Zbierz z poniższego wykazu wszystkie wiersze zawierające słowo „horse” i przepisz je w niezmienionej postaci.

→ **Materiał wejściowy**
▼▼▼

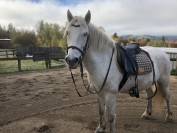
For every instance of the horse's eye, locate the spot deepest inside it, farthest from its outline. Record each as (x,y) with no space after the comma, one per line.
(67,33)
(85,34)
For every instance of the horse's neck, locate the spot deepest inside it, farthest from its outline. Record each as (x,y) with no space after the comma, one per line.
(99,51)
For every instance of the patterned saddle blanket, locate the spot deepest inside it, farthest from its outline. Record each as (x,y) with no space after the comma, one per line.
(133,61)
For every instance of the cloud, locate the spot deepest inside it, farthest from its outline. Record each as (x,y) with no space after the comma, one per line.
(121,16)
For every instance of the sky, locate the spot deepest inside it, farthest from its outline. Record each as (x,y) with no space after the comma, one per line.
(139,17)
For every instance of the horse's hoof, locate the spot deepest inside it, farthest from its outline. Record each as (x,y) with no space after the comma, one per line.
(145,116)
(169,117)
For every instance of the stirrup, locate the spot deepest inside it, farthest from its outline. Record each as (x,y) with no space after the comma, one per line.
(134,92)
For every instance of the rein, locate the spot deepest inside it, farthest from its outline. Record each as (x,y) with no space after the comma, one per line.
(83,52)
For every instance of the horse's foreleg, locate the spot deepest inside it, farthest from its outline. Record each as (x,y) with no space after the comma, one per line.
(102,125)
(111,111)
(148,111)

▲▲▲
▼▼▼

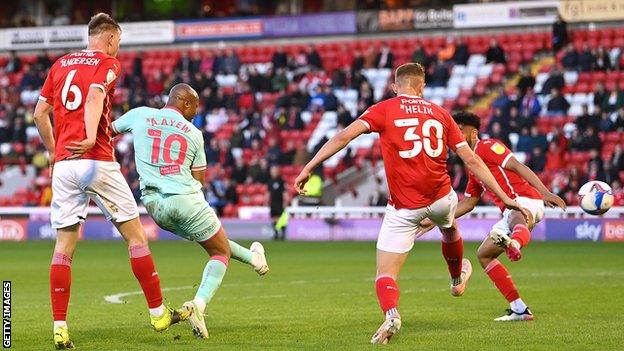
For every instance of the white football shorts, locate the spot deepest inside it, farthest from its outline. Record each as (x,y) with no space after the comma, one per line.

▲▲▲

→ **Rozwiązanie**
For every instance of the horse's eye, locate the spot deepest inside it, farthest from its outline. Record each as (x,y) with no space after the comma, one per line.
For every instance of the horse's neck, locate the spot deepest inside it, farthest from its outline. Record each as (x,y) with no space after the comma, one per line.
For every instance of the horse's hoof, locate the spot deepest inside it, farthest from its outline. Record each as (x,y) with no space after the comma, one per line.
For every instance of the horse's foreleg, locate the spot deepest inside it, farthest from its outline. Record each as (x,y) with no space after the comma, one per line.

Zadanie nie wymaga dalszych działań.